§ **Excerpted text**:
------------------------------

There have been some interesting movements in the browser landscape lately: Opera moving away from Presto, Chromium for Android and Firefox Mobile making a stronger stand on mobile platforms. Web Platform has less fragmentation right now than it ever had before. Today, the Chromium project introduced Blink: a new open source rendering engine based on WebKit.
I’ve been a contributor to the WebKit project for a few years now, written hundreds of updates about the project and even published dozens of those on the official weblog, Surfin’ Safari. It’s a great community, one that I’m very proud to be a member of. Working on WebKit introduced me to a great amount of people and taught me an incredible amount of things.
To improve the open web through technical innovation and good citizenship.
A few weeks ago, Max Heinritz introduced the new Chromium Feature Dashboard, listing not just the implementation status, but also the maturity, interoperability and testability of Web Platform features in Chromium. With Blink, Chrome is taking this one step further and are introducing strict guidelines new features have to adhere to.
To fulfill our good citizenship mission, we need to be careful to add new features to the web platform in a transparent, responsible, and compatible manner. We measure success as moving the open web platform forward as a whole, not just as moving one implementation forward.

------------------------------

§ **Raw data**:
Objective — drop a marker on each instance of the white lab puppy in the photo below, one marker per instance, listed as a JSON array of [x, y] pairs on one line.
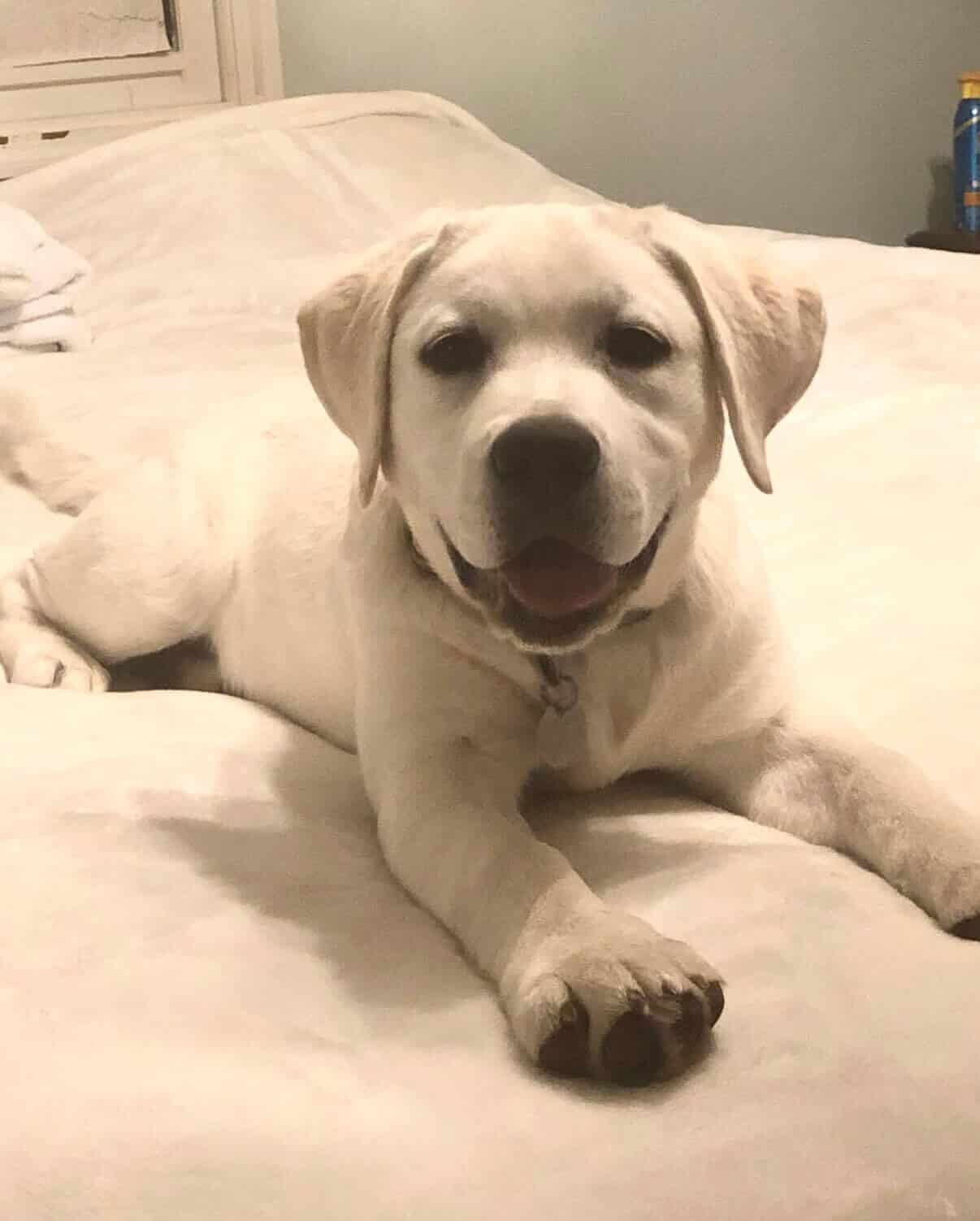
[[537, 571]]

------------------------------

§ **What to work on**:
1) In the post about Blink, who introduced the new Chromium Feature Dashboard?
2) From the post about Blink, output the passage that begins at the words "There have been" and stops after "and good citizenship.", copied word for word.

§ **Task-by-task answers**:
1) Max Heinritz

2)
There have been some interesting movements in the browser landscape lately: Opera moving away from Presto, Chromium for Android and Firefox Mobile making a stronger stand on mobile platforms. Web Platform has less fragmentation right now than it ever had before. Today, the Chromium project introduced Blink: a new open source rendering engine based on WebKit.
I’ve been a contributor to the WebKit project for a few years now, written hundreds of updates about the project and even published dozens of those on the official weblog, Surfin’ Safari. It’s a great community, one that I’m very proud to be a member of. Working on WebKit introduced me to a great amount of people and taught me an incredible amount of things.
To improve the open web through technical innovation and good citizenship.